- Cover of single

Single by Dalida and Alain Delon

from the album Julien
- B-side: "Pour ne pas vivre seul"
- Released: 17 January 1973
- Recorded: 1972
- Studio: Des Dames
- Genre: Bossa nova; chanson;
- Length: 4:05
- Label: International Shows
- Composer: Gianni Ferrio
- Lyricist: Michaële
- Producer: Orlando

Music video
- "Paroles, paroles" on YouTube

= Paroles, paroles =

1973 song by Dalida

"Paroles, paroles" (/fr/; "Words, words"), also styled as "Paroles... Paroles...", is a song by French singer Dalida featuring French actor Alain Delon, with music by Gianni Ferrio and lyrics by Michaële, released on 17 January 1973 as the lead single from Dalida's upcoming album Julien (1973).

The lyrics describe the conversation of a man offering a woman caramels, bonbons et chocolat ("caramels, candies and chocolate") followed with a shower of compliments, to which she says they mean nothing to her because they are just paroles – i.e. empty words. The song achieved big success in France and internationally, especially in Japan and Mexico, becoming one of the most recognizable French songs of all time. The first music video was released in 2019, over 46 years after the songs's release.

"Paroles, paroles" is a cover of the 1972 Italian song "Parole parole" by Mina and Alberto Lupo. Dalida's release sparked numerous covers in various languages, mostly due to her international career. The song was an unavoidable part of her repertoire, carrying her on tours in Europe, Japan, Latin America, the Arab world and the Francophone countries of Africa. Today it is regarded as Dalida's signature song and one of the classics of French chanson. While the expression paroles, paroles entered everyday language, immediately upon its release it was picked up by French politicians, and is ever since "used to evoke those who make promises and never hold them".

== Background and recording ==
In early 1972, composer Gianni Ferrio and lyricists Leo Chiosso and Giancarlo Del Re wrote the song "Parole, parole" in Italian. It was created as a new opening theme for popular prime time Italian TV show Teatro 10, to which they were soundtrack creators. The show's hosts, singer Mina and actor Alberto Lupo, were the first to record it, and it was released in April of the same year. The song was a hit in Italy.

Dalida's brother and producer Orlando was in Italy at the time and noticed the song. He met the rights holder and offered Dalida to record her version, and she liked the idea. For the male voice, Dalida decided herself that she would ask Alain Delon, her friend of 17 years. He was delighted with the offer and immediately accepted. In 2011, Delon revealed that in the 1960s they had a romance that no one knew about but them. Orlando asked the young writer Michaële to write the words because she, like Dalida, was born in Egypt and would understand Dalida's Italian accent. She accepted with satisfaction and Delon especially liked her text, as did Dalida, who wanted minor changes, which did not happen due to Michaële insistence.

* [Instructions for the task] According to the "Paroles, paroles" article, why did Orlando ask Michaële to write the words?

* [Excerpted records]
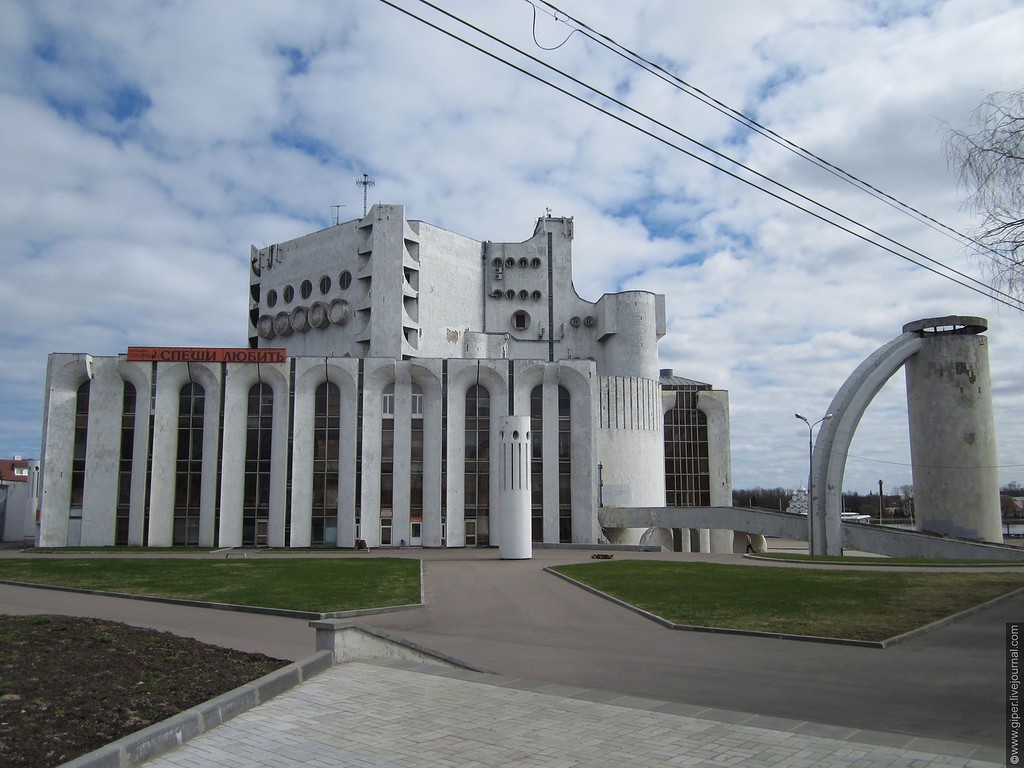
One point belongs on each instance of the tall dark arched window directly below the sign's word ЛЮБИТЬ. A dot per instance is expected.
(257, 486)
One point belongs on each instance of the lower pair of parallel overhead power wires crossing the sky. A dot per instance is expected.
(989, 291)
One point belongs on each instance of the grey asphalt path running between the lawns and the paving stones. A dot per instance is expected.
(514, 619)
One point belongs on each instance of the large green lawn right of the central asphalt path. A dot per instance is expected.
(856, 606)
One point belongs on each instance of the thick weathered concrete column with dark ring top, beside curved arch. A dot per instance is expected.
(953, 433)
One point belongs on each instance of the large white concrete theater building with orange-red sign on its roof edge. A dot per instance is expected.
(385, 357)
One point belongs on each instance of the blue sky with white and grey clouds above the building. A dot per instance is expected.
(146, 146)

* [Solved problem] Like Dalida, she was born in Egypt and would understand Dalida's Italian accent.